Task inputs below:

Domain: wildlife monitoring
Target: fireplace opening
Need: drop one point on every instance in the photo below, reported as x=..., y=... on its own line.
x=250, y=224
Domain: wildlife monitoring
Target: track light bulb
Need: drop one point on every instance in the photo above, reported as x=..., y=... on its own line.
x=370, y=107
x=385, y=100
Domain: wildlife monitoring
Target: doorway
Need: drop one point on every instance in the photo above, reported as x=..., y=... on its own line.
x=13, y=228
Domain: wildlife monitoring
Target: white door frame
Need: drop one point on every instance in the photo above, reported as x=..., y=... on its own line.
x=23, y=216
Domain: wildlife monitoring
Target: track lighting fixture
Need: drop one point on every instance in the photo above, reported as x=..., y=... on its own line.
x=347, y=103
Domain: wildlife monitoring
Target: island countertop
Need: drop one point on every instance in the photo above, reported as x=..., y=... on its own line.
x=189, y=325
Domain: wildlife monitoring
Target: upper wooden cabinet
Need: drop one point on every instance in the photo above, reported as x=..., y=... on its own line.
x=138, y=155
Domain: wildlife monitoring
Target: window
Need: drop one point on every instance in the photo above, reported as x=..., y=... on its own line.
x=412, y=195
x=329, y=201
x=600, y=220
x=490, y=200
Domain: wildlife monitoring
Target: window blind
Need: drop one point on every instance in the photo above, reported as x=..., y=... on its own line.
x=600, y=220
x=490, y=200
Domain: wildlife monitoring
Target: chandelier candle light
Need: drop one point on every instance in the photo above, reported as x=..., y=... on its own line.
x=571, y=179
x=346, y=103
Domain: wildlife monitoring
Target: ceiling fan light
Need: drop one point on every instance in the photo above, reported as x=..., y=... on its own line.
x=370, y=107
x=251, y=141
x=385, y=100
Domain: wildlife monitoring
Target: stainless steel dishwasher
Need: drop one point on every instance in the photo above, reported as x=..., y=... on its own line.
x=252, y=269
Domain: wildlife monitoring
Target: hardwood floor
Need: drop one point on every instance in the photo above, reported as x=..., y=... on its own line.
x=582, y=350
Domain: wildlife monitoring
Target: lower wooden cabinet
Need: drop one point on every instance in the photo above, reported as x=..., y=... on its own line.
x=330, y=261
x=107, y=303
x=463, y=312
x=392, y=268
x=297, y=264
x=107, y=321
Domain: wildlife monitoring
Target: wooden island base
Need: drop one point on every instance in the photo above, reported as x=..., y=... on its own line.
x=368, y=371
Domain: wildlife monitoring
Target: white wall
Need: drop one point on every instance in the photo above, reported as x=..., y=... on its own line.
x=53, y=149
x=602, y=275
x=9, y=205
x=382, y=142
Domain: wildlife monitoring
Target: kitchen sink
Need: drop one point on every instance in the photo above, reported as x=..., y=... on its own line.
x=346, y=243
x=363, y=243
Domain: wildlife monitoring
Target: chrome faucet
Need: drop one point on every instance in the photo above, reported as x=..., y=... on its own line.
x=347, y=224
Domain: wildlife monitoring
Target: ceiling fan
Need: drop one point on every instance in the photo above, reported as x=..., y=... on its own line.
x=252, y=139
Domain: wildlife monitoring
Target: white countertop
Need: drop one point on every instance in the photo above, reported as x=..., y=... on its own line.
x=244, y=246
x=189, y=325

End of Task inputs.

## Task description
All the data above should be restated in full, exactly.

## Task answer
Domain: wildlife monitoring
Target: fireplace opening
Need: drop one point on every instance in the photo below, reported as x=..., y=... on its own line.
x=250, y=224
Domain: wildlife monitoring
Target: track light bulb
Need: drop one point on every instance in the photo above, reported as x=..., y=... on its own line.
x=370, y=107
x=385, y=100
Domain: wildlife monitoring
Target: doorway
Need: drop one point on every instance in the photo above, reported as x=..., y=... on its own line.
x=13, y=228
Domain: wildlife monitoring
Target: white door frame
Need: drop one point on every instance in the photo above, reported as x=..., y=... on its own line.
x=23, y=216
Domain: wildlife monitoring
Target: track lighting fixture
Need: drop one point on every instance in the photo above, reported as x=..., y=... on its own line.
x=347, y=103
Domain: wildlife monitoring
Target: island countertop
Need: drop one point on every instance in the photo above, reported as x=..., y=... on its own line.
x=189, y=325
Domain: wildlife monitoring
Target: upper wooden cabinet
Need: drop one point on every instance in the photo above, reported as x=..., y=... on its own line.
x=138, y=155
Domain: wildlife monitoring
Target: window
Need: drop one point on every instance in the photo above, reported as x=..., y=... on its own line.
x=412, y=195
x=329, y=201
x=600, y=220
x=490, y=200
Domain: wildlife monitoring
Target: window blind
Need: drop one point on every instance in the photo above, reported as x=..., y=... on its own line.
x=600, y=220
x=490, y=200
Domain: wildlife monitoring
Target: chandelier candle light
Need: drop one point on every instance in the photo above, reported as x=..., y=... on its own line.
x=571, y=179
x=346, y=103
Domain: wildlife monitoring
Target: ceiling fan light
Need: drop one point on every instance in the photo above, reported as x=..., y=... on its own line.
x=370, y=107
x=251, y=141
x=385, y=100
Domain: wildlife monitoring
Target: stainless steel dishwasher
Need: drop one point on every instance in the photo above, reported as x=..., y=... on its own line.
x=252, y=269
Domain: wildlife monitoring
Target: hardwood floor
Need: drop one point on every instance in the photo above, reported as x=..., y=... on its own line.
x=582, y=350
Domain: wildlife monitoring
Target: lower wooden cabinet
Need: drop one point on every instance in the photo above, reported as x=..., y=... on its own line.
x=330, y=261
x=107, y=303
x=463, y=312
x=392, y=268
x=297, y=264
x=107, y=321
Domain: wildlife monitoring
Target: wooden island base
Need: drop one point on every instance in the photo above, reported as x=..., y=... on its own line.
x=368, y=371
Domain: wildlife monitoring
Target: white wall
Need: drop one point on every instance in the photo above, reported as x=..., y=... on its own line.
x=53, y=149
x=602, y=275
x=9, y=205
x=382, y=142
Domain: wildlife monitoring
Target: kitchen sink
Need: drop one point on every instance in the photo above, reported as x=..., y=... on its own line.
x=346, y=243
x=363, y=243
Domain: wildlife monitoring
Target: chrome faucet
Need: drop one point on every instance in the photo above, reported as x=..., y=... on its own line.
x=347, y=224
Domain: wildlife monitoring
Target: ceiling fan
Need: drop one point on every instance in the photo above, reported as x=..., y=... on its own line.
x=252, y=139
Domain: wildlife monitoring
Target: white countertop
Need: drop one point on every instance in the photo above, reported as x=..., y=... on its own line.
x=244, y=246
x=189, y=325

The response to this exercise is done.